[Problem requirements] Duplicate, word for word, the stretch of the walking-trip passage below from "When I was a" through "scenery on earth.".

[Given passage]
---------------

When I was a young man, one summer a few years after my admission to the Bar, I took a journey on foot with Horace Gray through Berkshire County. We started from Greenfield and walked over the Hoosac Mountain to Adams and Williamstown, then over the old road to Pittsfield, then to Stockbridge, Great Barrington, and the summit of Mt. Washington, now better known as Mt. Everett or Taghsomi; thence to Bashpish Falls in New York, and to the Salisbury Lakes in Connecticut. We visited many interesting places and enjoyed what has always seemed to me the most beautiful scenery on earth.
There were one or two quite ludicrous adventures. I went alone to the top of Bald Mountain in Lenox one day. Gray had been there and preferred to visit a neighboring hilltop. As I approached the summit, which was a bare pasture, I came upon a powerful bull with a herd of cattle near him. He began to bellow and paw the ground and move toward me in angry fashion. There was no chance for any place of refuge which I could hope to gain. I looked around for some rock or instrument of defence. It was, I think, the most imminent danger to which I have ever been exposed. I was calculating my capacity for dodging the creature when suddenly a sound like a small clap of thunder was heard. The rest of the herd, which seemed quite wild, seeing the approach of a stranger, had taken alarm and started off down the hillside on a full run, their rushing and trampling causing the earth to reverberate beneath their tread and produce the sound of which I have just spoken. The old bull hearing the sound and seeing his companions departing concluded he would follow their example. He turned tail too, and retreated down the mountain side, much to my relief.

---------------

[Data section]
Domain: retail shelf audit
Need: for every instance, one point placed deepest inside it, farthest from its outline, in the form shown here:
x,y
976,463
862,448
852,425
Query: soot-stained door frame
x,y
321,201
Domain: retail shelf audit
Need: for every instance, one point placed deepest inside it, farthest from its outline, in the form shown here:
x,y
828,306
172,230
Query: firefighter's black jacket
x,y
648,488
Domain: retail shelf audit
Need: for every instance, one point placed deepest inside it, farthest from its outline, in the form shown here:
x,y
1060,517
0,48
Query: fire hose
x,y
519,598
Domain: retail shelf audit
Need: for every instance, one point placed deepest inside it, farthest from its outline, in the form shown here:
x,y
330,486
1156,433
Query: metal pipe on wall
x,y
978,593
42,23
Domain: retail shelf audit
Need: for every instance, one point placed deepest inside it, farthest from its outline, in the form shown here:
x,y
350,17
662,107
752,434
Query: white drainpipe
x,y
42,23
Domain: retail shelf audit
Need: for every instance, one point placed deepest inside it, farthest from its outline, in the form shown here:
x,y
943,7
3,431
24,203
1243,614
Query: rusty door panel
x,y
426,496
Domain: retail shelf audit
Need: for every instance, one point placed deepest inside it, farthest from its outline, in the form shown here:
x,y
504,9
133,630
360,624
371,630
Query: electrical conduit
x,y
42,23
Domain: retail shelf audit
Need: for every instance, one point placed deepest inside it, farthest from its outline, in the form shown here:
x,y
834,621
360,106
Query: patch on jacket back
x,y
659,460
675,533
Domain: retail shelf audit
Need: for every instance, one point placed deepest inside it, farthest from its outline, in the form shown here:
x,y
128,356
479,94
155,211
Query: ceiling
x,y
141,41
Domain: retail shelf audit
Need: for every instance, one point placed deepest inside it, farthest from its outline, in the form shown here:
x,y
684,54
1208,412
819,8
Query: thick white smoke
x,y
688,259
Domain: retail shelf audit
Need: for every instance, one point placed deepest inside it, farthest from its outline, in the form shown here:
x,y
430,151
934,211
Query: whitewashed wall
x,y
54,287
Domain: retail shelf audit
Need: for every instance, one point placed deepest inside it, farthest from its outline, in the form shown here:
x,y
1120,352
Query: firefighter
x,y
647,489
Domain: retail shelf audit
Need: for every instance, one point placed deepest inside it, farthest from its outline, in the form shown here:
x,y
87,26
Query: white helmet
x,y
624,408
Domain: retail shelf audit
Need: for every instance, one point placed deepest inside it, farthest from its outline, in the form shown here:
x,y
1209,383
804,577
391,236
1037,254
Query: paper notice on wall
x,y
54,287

---------------

[Response]
When I was a young man, one summer a few years after my admission to the Bar, I took a journey on foot with Horace Gray through Berkshire County. We started from Greenfield and walked over the Hoosac Mountain to Adams and Williamstown, then over the old road to Pittsfield, then to Stockbridge, Great Barrington, and the summit of Mt. Washington, now better known as Mt. Everett or Taghsomi; thence to Bashpish Falls in New York, and to the Salisbury Lakes in Connecticut. We visited many interesting places and enjoyed what has always seemed to me the most beautiful scenery on earth.